[[ SELECTED TEXT open ]]

Kenya's urban youth are treading a dangerous, increasingly alcohol-fuelled path that is leaving them vulnerable to HIV and other sexually transmitted diseases, according to anti-AIDS campaigners.
"The class of clubbing youth is expanding by the day as trendy and chic beer and music joints spring up in major towns," said Juma Kimani, a counsellor with Alcoholics Anonymous in the Kenyan capital, Nairobi. "Booze drives the mind and equips it with dangerous machismo; heavy drinkers become immune to the anti-HIV messages in their pursuit of pleasure."
A visit to any one of Nairobi's hip clubs proves Kimani's point: young people fill the darkened, smoky rooms, downing copious amounts of alcohol that give them the courage to make sexual advances they ordinarily would not try.
"I need a few beers or shots to get up the nerve to tune [flirt with] a girl," said Richard Muchiri*, a 25-year-old student partying at an upscale Nairobi club. "When I'm a little tipsy then I have the confidence to try to get her to go home with me - it helps if the girl is also drinking."

[[ SELECTED TEXT closed ]]

#### WORK TO COMPLETE
Reproduce the passage about alcohol and HIV risk among Kenya's urban youth word for word, in full. The data that follows the text is not needed.

[[ EXCERPTED RECORDS open ]]

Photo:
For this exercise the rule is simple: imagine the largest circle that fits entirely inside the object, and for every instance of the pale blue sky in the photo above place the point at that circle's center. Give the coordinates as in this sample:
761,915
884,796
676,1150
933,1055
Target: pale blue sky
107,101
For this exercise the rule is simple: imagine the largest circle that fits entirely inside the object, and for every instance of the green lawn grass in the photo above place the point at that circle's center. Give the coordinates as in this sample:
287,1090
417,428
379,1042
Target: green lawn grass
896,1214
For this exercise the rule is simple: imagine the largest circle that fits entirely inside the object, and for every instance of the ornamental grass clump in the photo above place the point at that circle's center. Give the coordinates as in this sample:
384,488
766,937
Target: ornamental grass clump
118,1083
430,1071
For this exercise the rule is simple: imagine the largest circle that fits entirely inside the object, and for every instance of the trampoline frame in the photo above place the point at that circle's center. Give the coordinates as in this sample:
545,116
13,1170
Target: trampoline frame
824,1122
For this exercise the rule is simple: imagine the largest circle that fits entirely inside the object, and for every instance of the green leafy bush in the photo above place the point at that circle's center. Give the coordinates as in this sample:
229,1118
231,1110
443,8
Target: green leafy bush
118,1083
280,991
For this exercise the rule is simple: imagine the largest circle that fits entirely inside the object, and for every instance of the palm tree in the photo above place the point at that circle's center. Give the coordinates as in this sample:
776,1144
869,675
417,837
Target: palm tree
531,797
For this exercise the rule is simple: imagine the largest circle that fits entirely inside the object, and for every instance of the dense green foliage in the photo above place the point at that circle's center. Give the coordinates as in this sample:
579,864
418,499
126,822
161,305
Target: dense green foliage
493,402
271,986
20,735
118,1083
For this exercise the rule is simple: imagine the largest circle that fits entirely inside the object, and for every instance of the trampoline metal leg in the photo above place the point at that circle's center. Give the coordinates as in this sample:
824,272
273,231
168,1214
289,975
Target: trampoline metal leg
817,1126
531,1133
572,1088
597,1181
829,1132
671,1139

[[ EXCERPTED RECORDS closed ]]

#### EXERCISE SOLUTION
Kenya's urban youth are treading a dangerous, increasingly alcohol-fuelled path that is leaving them vulnerable to HIV and other sexually transmitted diseases, according to anti-AIDS campaigners.
"The class of clubbing youth is expanding by the day as trendy and chic beer and music joints spring up in major towns," said Juma Kimani, a counsellor with Alcoholics Anonymous in the Kenyan capital, Nairobi. "Booze drives the mind and equips it with dangerous machismo; heavy drinkers become immune to the anti-HIV messages in their pursuit of pleasure."
A visit to any one of Nairobi's hip clubs proves Kimani's point: young people fill the darkened, smoky rooms, downing copious amounts of alcohol that give them the courage to make sexual advances they ordinarily would not try.
"I need a few beers or shots to get up the nerve to tune [flirt with] a girl," said Richard Muchiri*, a 25-year-old student partying at an upscale Nairobi club. "When I'm a little tipsy then I have the confidence to try to get her to go home with me - it helps if the girl is also drinking."